文本节选 »

至于保守性的文学艺术,何尝不是在表达对社会的不满呢?

“向后看”也是对“现在”的反动,也是对现在的强烈不满。

但它的这种不满是对激进变革的一种修正,它是与正在飞逝变化的现实构成回归。

恢复浪漫主义对中世纪田园生活的向住,与现代主义对当下社会的激烈反叛,其最终的效果终究殊途同归。

它们都使当时的社会获得了一种内在性的表达形式,建立了一种有效的和谐机制。

在这一点上,古典美学如康德,现代美学如海德格尔,最终都把审美作为解决存在终极问题的途径,也可见审美对社会激烈变异,对人类无法承受的矛盾冲突所起到的化解作用。

就是马克思主义批判美学,其最终的方案也寄望于审美。

阿多诺、本雅明、马尔库塞都有此种想法。

直到最近,杰姆逊还提出美学的颠覆作用。

尽管他的美学还是带有较强的政治色彩,但毕竟他看到美学所包含的重新建构历史与主体的内在能量。

现代性美学通过建构新的审美认知体系和认知方式,与现代性历史构成一种分离、对抗而又弥合的关系。

现代性的文学艺术对社会历史始终展开批判性的反思,这种反思当然不同于社会科学,然而,却具有异曲同工之妙。

练习任务 »
[a] 根据这段关于现代性美学的节选,直到最近还提出美学颠覆作用的是谁?
[b] 请把这段关于现代性美学的节选从“恢复浪漫主义对中世纪田园生活”起,到“就是马克思主义批判美学,其最终的方案也寄望于审美。”止(含这两处),一字不改地抄录下来。
后面的材料与上面的节选各自独立。

数据记录 »
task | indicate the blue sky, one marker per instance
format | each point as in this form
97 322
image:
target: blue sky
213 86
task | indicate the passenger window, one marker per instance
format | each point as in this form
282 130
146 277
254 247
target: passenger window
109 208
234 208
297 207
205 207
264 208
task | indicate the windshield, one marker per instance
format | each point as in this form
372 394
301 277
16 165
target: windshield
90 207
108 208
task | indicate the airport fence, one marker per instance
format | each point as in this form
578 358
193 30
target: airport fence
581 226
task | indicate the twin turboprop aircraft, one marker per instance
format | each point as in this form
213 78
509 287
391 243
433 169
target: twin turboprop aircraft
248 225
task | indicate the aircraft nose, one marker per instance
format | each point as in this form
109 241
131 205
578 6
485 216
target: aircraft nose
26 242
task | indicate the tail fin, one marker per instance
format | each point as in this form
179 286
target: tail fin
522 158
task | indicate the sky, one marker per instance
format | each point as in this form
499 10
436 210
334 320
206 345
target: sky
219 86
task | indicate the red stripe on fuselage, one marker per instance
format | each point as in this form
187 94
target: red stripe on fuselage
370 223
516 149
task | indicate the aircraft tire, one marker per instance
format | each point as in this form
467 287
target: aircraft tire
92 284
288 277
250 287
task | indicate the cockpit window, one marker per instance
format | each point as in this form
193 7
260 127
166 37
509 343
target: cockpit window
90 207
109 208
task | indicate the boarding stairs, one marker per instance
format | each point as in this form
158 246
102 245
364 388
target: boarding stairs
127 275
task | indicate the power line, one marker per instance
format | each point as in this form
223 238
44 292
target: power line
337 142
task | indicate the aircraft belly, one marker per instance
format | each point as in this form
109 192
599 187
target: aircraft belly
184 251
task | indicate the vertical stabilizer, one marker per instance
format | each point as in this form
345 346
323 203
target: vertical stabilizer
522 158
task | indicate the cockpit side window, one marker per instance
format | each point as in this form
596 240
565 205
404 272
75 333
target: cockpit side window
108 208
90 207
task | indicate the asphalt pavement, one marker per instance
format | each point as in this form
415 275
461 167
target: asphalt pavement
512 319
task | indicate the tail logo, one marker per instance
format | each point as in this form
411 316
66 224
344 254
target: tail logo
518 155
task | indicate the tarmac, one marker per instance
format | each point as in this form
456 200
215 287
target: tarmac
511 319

参考答案 »
[a] 杰姆逊。

[b]
恢复浪漫主义对中世纪田园生活的向住,与现代主义对当下社会的激烈反叛,其最终的效果终究殊途同归。

它们都使当时的社会获得了一种内在性的表达形式,建立了一种有效的和谐机制。

在这一点上,古典美学如康德,现代美学如海德格尔,最终都把审美作为解决存在终极问题的途径,也可见审美对社会激烈变异,对人类无法承受的矛盾冲突所起到的化解作用。

就是马克思主义批判美学,其最终的方案也寄望于审美。